## Problem statement
Select and copy every line of the data below that contains the string "rocky". Case counts.

## Records
+++

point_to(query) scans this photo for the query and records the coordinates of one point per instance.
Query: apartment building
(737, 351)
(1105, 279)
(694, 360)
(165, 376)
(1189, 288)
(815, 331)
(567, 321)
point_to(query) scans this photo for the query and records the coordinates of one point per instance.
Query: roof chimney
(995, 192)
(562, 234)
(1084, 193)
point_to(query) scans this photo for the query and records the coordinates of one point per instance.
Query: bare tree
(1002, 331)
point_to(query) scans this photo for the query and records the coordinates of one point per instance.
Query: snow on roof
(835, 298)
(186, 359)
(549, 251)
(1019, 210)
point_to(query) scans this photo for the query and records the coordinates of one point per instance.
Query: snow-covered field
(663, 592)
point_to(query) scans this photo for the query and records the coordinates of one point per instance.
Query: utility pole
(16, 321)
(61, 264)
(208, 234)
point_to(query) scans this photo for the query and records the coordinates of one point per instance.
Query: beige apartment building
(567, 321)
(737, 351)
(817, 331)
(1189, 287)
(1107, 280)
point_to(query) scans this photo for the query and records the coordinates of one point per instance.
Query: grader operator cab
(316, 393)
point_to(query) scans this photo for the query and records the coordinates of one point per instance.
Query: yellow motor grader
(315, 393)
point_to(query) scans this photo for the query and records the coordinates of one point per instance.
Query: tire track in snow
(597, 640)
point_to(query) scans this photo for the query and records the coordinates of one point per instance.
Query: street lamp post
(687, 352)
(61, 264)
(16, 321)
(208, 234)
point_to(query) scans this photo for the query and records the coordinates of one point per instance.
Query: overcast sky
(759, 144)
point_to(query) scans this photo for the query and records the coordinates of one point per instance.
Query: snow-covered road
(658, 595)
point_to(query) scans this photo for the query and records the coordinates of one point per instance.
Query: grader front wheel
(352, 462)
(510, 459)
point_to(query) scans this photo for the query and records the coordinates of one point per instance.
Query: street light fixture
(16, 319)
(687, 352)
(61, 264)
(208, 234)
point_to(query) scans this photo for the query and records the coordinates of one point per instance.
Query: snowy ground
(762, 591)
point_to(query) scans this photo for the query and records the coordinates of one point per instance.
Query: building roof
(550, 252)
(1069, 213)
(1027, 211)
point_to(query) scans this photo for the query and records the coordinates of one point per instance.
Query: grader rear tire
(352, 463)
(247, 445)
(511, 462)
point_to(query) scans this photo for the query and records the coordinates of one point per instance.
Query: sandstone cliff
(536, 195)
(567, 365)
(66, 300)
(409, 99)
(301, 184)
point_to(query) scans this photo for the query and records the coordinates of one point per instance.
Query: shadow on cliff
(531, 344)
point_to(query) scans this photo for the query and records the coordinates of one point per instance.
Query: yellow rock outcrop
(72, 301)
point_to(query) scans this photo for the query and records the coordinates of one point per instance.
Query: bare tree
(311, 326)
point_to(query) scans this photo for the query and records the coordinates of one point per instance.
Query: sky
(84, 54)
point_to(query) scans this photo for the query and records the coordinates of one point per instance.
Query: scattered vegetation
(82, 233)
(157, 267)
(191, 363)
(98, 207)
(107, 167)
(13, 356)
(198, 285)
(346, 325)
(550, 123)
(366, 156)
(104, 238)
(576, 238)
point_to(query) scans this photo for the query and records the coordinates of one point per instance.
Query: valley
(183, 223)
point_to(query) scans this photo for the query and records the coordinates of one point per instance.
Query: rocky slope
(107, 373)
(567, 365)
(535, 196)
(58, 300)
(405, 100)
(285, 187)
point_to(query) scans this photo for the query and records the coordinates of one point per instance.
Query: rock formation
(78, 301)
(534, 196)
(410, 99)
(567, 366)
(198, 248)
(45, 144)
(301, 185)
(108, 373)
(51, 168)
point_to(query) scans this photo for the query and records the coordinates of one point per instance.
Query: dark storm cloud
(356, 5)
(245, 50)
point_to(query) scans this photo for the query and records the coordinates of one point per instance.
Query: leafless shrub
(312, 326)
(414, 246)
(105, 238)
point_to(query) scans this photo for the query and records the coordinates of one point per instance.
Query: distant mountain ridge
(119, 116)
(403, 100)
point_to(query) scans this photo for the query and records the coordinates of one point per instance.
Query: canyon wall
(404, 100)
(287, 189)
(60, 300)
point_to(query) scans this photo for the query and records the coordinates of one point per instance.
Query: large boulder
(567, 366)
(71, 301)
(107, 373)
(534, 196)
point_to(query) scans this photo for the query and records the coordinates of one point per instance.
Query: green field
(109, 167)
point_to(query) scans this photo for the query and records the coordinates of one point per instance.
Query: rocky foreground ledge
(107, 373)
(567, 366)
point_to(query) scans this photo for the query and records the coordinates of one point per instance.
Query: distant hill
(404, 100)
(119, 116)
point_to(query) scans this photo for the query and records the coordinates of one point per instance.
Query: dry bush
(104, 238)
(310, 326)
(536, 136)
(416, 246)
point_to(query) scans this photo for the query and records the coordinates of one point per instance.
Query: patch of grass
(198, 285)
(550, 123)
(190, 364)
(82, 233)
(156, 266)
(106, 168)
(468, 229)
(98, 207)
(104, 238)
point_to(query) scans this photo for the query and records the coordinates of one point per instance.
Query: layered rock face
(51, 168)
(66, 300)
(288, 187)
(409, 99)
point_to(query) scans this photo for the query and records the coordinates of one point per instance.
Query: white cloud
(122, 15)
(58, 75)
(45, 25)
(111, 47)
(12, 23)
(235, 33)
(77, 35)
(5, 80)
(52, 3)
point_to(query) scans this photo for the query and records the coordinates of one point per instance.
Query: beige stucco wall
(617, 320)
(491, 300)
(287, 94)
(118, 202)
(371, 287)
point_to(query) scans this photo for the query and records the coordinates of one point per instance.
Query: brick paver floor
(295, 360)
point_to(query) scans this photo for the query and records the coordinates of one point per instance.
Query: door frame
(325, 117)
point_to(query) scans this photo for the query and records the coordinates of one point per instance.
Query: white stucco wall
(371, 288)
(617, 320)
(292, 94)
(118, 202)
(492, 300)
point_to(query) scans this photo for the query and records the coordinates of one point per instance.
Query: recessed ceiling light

+++

## Solution for this problem
Query: rocky slope
Query: rocky foreground ledge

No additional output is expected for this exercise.